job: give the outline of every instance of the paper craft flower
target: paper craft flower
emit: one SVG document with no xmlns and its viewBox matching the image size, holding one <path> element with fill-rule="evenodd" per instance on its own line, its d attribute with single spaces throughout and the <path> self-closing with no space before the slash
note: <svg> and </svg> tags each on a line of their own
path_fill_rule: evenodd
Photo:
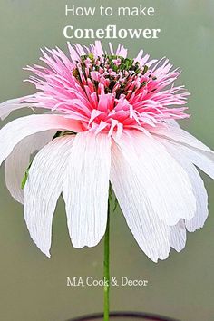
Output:
<svg viewBox="0 0 214 321">
<path fill-rule="evenodd" d="M 37 92 L 0 105 L 0 116 L 23 107 L 47 113 L 16 119 L 0 131 L 0 163 L 12 196 L 38 248 L 50 256 L 52 220 L 63 193 L 73 247 L 103 237 L 109 181 L 136 241 L 157 261 L 180 251 L 186 229 L 201 228 L 208 197 L 195 165 L 214 177 L 213 152 L 181 130 L 189 93 L 167 59 L 135 59 L 119 45 L 110 54 L 68 44 L 43 51 L 45 65 L 28 66 Z M 57 132 L 57 133 L 56 133 Z M 29 166 L 31 155 L 39 151 Z M 29 167 L 24 190 L 21 181 Z"/>
</svg>

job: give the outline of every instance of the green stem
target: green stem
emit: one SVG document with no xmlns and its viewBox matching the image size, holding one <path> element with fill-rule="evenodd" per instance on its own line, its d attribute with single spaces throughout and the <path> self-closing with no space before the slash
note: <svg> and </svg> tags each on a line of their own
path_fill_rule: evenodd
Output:
<svg viewBox="0 0 214 321">
<path fill-rule="evenodd" d="M 109 289 L 110 289 L 110 264 L 109 264 L 109 240 L 110 240 L 110 200 L 111 200 L 111 187 L 108 199 L 108 217 L 104 238 L 104 321 L 109 321 Z"/>
</svg>

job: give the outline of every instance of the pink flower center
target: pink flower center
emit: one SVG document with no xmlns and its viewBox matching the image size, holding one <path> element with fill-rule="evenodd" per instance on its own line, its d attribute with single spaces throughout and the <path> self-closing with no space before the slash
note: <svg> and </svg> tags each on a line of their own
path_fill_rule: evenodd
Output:
<svg viewBox="0 0 214 321">
<path fill-rule="evenodd" d="M 180 73 L 171 71 L 168 60 L 148 62 L 141 52 L 129 59 L 121 46 L 108 55 L 101 44 L 69 49 L 72 60 L 60 49 L 47 50 L 50 55 L 43 52 L 41 58 L 47 68 L 27 68 L 37 76 L 30 77 L 39 90 L 34 99 L 37 105 L 79 120 L 84 131 L 110 135 L 126 129 L 150 131 L 189 116 L 183 112 L 186 107 L 177 107 L 186 104 L 189 93 L 183 86 L 174 87 Z"/>
</svg>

[STATED EXERCISE]: Pick out each line of the listing above that contains the string "flower".

[ANSWER FOR THIS EXERCISE]:
job: give the outline of every instance of the paper craft flower
target: paper craft flower
job: give the outline of every instance of the pink flower center
target: pink flower center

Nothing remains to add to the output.